Specimens from the shrimp course were extracted in Panama using a Biosprint 96 and a DNA Blood Kit (Qiagen) and the DNA extracts were shipped to the Smithsonian’s Laboratories of Analytical Biology (LAB) for PCR and sequencing. For the decapod course, small pieces of tissue were preserved in 150 μl of M2 extraction buffer (AutoGen), stored frozen and shipped to LAB for extraction and sequencing. Samples were extracted using an AutoGenprep 965 extraction robot after overnight digestion in AutoGen buffer with proteinase-K. We sequenced two gene fragments. The DNA barcode fragment of the cytochrome c oxidase subunit I (COI) was amplified using primarily the primer pair jgLCO1490/jgHCO2198 (Geller et al. 2013), although the pair dgLCO1490/dgHCO2198 (Meyer et al. 2005) was also used. The 10 μl PCR mix included 1 μl Biolase Taq (Promega), 0.1 μl BSA and 0.3 μl of each 10 mM primer. For amplification and sequencing of 16S, the primer pair 16S AR/16S BR (Palumbi et al. 1991) was used. The mix for 16S was the same as for COI with the addition of 0.5 µl 50 mM MgCl2. The annealing temperature for nearly all reactions for all three gene regions was 50°C, although occasionally it was raised to 52°C when it appeared that co-amplification was occurring. Sequencing followed the methods described in Collin et al. (2018), Collin et al. (2019), and Morín et al. (2019).

Analysis

Sequences were screened for quality and contigs of forward and reverse sequences were produced using Sequencher 5.4.6 (Gene Codes). Only sequences with a length of more than 90% of the expected length and with a Phred quality score of at least 30 for more than 85% of the bases were combined into contigs and used for analyses. To check for potential contamination, sequences were compared within the BOLD workbench (www.boldsystems.org; Ratnasingham and Hebert 2007) to all taxa sequenced in our project; likewise, sequences were compared to publicly available sequences using BLASTn searches in GenBank. The few sequences with > 95% identity to non-decapods were eliminated from subsequent analyses. COI sequences were also checked with the methods of Song et al. (2008) to determine whether they displayed detectable pseudogene traits (Buhay 2009).

As DNA barcoding is usually a distance-based approach, we constructed a neighbour-joining tree (BIONJ, Gascuel 1997) with Jukes-Cantor distances to preliminarily recognise distinct OTUs. Neighbour-joining trees with Kimura's-two-parameters distances were also constructed and produced the same results as the Jukes-Cantor distances. The tree nodes were further verified with non-parametric bootstrapping, using the Felsenstein's method (Felsenstein 1985, Efron et al. 1996). COI alignments were inferred with the BOLD aligner [amino acid-based Hidden Markov Model (Ratnasingham and Hebert 2007)], whereas 16S alignments used the Kalign algorithm (Lassmann and Sonnhammer 2005) with the default settings of the BOLD workbench. Alignments were subsequently corrected manually. Operational Taxonomic Units (OTUs) were delimited with the Automatic Barcode Gap Discovery method (Puillandre et al. 2011) using the following parameters: Pmin = 0.001; Pmax = 0.1 for COI and 0.05 for 16S; X = 1.125 for COI and 1.5 for 16S; Steps = 10. Pmin and Pmax were chosen with the help of a histogram of distances and X was smaller in COI because the default 1.5 value did not provide enough sensitivity to partition the data (see Puillandre et al. 2011).

● **THE DATA**:
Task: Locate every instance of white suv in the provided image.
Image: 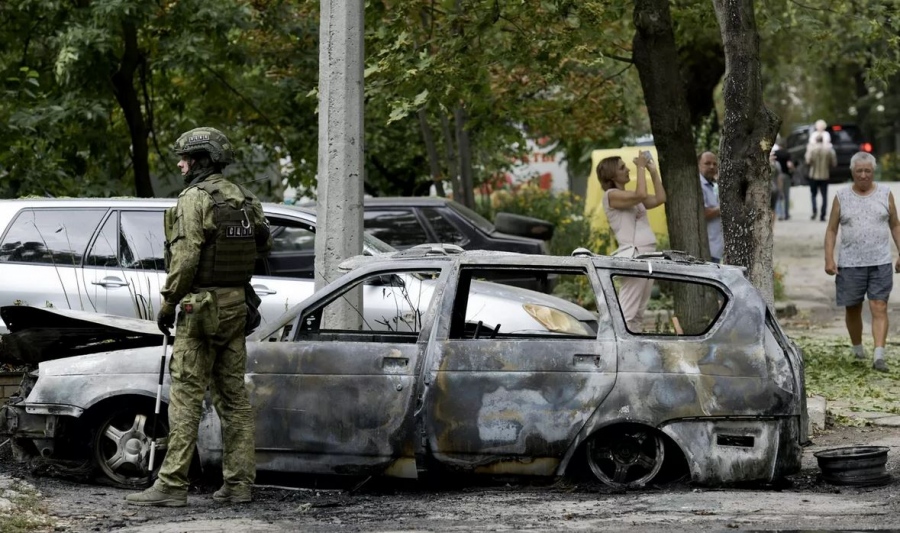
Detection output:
[0,198,596,333]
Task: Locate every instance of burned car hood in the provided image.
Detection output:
[0,305,162,365]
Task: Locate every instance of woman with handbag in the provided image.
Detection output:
[597,152,666,333]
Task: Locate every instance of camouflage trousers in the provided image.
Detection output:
[156,287,256,493]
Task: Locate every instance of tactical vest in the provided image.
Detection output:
[194,181,256,287]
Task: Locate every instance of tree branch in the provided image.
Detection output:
[203,65,288,149]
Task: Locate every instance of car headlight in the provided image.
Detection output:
[522,304,592,335]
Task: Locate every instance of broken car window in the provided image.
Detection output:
[450,267,598,340]
[612,274,727,335]
[0,209,106,266]
[300,269,440,342]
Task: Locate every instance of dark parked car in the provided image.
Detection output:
[786,124,872,185]
[363,197,553,254]
[0,245,808,487]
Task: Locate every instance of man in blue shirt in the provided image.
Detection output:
[697,152,725,263]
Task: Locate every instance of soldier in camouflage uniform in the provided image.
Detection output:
[125,128,272,507]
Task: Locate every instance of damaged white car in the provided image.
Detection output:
[0,246,807,487]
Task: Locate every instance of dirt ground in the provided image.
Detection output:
[0,427,900,533]
[0,182,900,533]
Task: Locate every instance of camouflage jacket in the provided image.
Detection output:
[160,174,272,311]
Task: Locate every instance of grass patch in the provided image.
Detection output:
[0,480,53,533]
[794,337,900,414]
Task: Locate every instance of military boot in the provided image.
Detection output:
[213,483,253,503]
[125,485,187,507]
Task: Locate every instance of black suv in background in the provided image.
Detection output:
[785,124,872,185]
[363,196,553,254]
[363,196,556,292]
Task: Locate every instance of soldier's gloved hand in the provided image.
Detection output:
[156,305,175,335]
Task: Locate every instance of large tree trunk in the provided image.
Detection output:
[632,0,709,329]
[112,22,153,198]
[713,0,780,306]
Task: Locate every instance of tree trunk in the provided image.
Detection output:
[632,0,709,329]
[453,104,475,209]
[713,0,780,306]
[112,22,153,198]
[418,108,447,198]
[441,113,463,202]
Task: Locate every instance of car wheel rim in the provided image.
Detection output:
[587,428,665,488]
[93,411,168,486]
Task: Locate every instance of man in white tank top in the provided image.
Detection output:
[825,152,900,372]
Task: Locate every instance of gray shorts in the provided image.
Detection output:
[835,263,894,307]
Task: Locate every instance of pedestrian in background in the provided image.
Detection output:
[697,152,725,263]
[772,143,794,220]
[806,119,831,148]
[125,128,272,507]
[769,150,784,228]
[806,136,837,221]
[597,152,666,333]
[825,152,900,372]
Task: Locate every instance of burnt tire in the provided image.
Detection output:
[586,425,666,489]
[91,407,169,488]
[494,212,555,241]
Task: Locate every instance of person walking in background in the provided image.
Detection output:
[697,152,725,263]
[769,149,784,228]
[806,136,837,221]
[125,128,272,507]
[772,143,794,220]
[597,152,666,333]
[825,152,900,372]
[806,119,831,149]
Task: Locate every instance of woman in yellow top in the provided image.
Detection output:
[597,152,666,333]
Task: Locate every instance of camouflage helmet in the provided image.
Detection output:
[173,127,234,166]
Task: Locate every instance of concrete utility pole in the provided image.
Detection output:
[315,0,364,329]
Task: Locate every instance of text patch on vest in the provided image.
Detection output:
[225,226,253,239]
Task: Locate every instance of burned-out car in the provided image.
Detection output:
[0,246,807,487]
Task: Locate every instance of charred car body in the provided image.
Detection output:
[0,246,807,487]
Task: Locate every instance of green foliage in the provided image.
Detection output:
[794,337,900,414]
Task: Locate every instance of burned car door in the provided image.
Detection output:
[423,258,617,475]
[247,268,440,477]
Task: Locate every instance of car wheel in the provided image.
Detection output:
[92,409,169,487]
[587,426,665,489]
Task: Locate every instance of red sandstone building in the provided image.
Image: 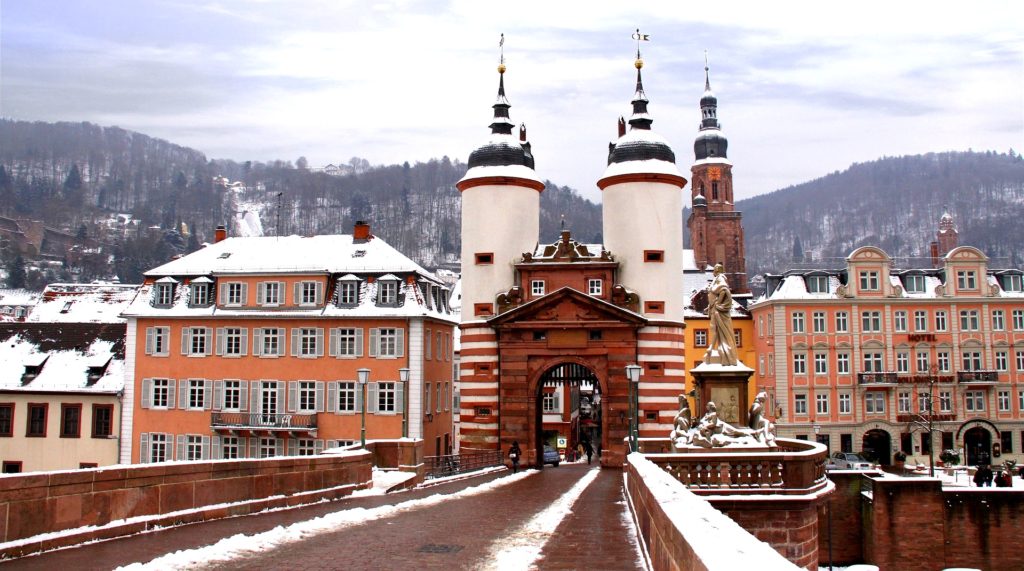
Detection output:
[751,215,1024,464]
[121,223,455,464]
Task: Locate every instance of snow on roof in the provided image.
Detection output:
[26,283,139,323]
[145,234,436,279]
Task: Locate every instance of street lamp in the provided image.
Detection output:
[355,368,370,448]
[398,366,409,438]
[626,364,643,452]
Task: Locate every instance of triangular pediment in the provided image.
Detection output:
[487,288,647,326]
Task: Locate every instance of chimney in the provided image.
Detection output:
[352,220,372,241]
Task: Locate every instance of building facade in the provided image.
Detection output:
[122,223,455,464]
[751,235,1024,464]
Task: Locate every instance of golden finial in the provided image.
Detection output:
[498,34,505,74]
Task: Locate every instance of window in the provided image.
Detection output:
[836,353,850,375]
[377,279,398,306]
[836,311,850,333]
[0,402,14,436]
[992,309,1007,332]
[256,281,285,307]
[903,275,925,294]
[896,351,910,372]
[811,311,825,333]
[864,351,882,372]
[338,279,359,307]
[377,383,398,412]
[939,391,953,412]
[961,309,978,332]
[814,353,828,375]
[145,326,171,357]
[864,391,886,414]
[693,330,708,347]
[860,311,884,333]
[913,310,928,333]
[370,327,406,358]
[896,392,910,414]
[961,351,982,370]
[964,391,985,412]
[996,391,1010,412]
[253,327,285,357]
[25,403,48,437]
[292,327,324,358]
[893,311,906,333]
[181,327,213,357]
[793,353,807,375]
[860,271,879,292]
[804,275,828,294]
[331,327,362,358]
[956,270,978,290]
[217,327,249,357]
[839,393,853,414]
[790,311,804,333]
[338,382,357,412]
[220,281,248,307]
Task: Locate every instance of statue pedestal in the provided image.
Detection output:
[690,362,754,427]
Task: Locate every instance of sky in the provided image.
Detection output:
[0,0,1024,201]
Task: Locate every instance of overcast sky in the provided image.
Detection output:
[0,0,1024,200]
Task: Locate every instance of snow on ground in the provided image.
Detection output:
[118,470,536,571]
[483,469,600,571]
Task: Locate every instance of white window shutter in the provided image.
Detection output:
[203,381,213,410]
[138,432,152,464]
[317,381,338,412]
[213,381,224,411]
[287,381,299,412]
[239,381,249,412]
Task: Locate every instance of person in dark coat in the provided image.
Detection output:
[509,440,522,474]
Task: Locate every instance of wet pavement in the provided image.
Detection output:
[2,464,643,571]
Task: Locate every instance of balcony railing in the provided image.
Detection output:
[956,370,999,383]
[210,412,316,430]
[857,371,897,385]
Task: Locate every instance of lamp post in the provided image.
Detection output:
[398,366,409,438]
[355,368,370,448]
[626,364,643,452]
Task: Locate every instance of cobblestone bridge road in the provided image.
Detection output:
[4,464,643,571]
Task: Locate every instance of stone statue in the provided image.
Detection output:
[703,264,737,365]
[669,395,693,452]
[748,391,775,446]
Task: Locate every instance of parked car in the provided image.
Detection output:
[827,452,872,470]
[544,446,562,468]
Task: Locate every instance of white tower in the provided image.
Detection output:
[456,63,544,323]
[597,52,686,322]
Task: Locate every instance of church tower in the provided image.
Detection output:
[686,63,750,294]
[597,52,686,321]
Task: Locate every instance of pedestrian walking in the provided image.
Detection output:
[509,440,522,474]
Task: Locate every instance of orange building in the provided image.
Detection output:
[751,236,1024,464]
[121,223,455,464]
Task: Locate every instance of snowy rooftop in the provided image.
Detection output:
[0,323,126,394]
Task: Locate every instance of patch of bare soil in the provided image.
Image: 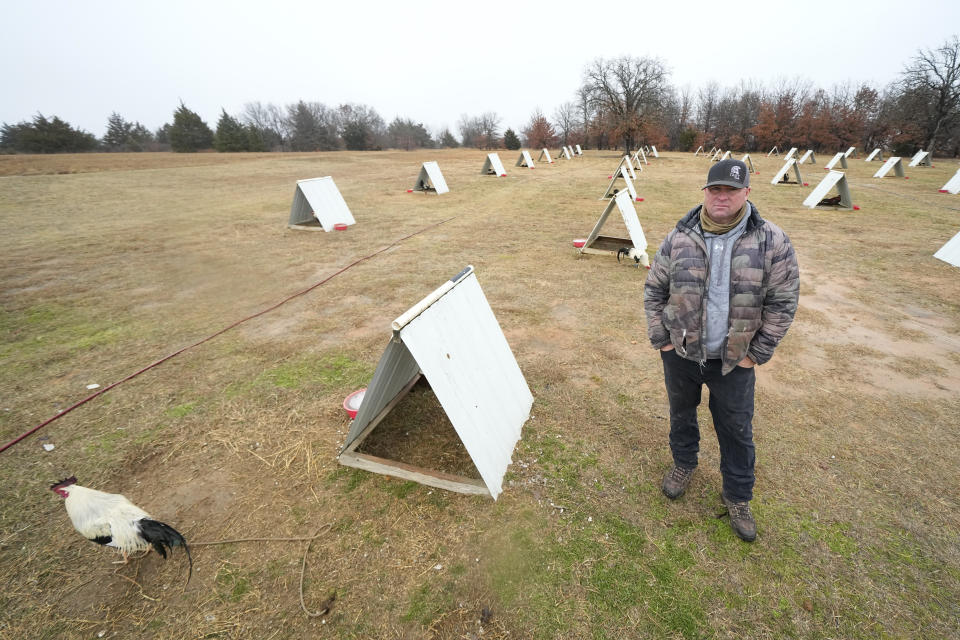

● **THE PROBLEM**:
List every primer pair the DNA sequencing methods text names.

● **RESPONSE TO THE EXERCISE**:
jgLCO1490/jgHCO2198
dgLCO1490/dgHCO2198
16S AR/16S BR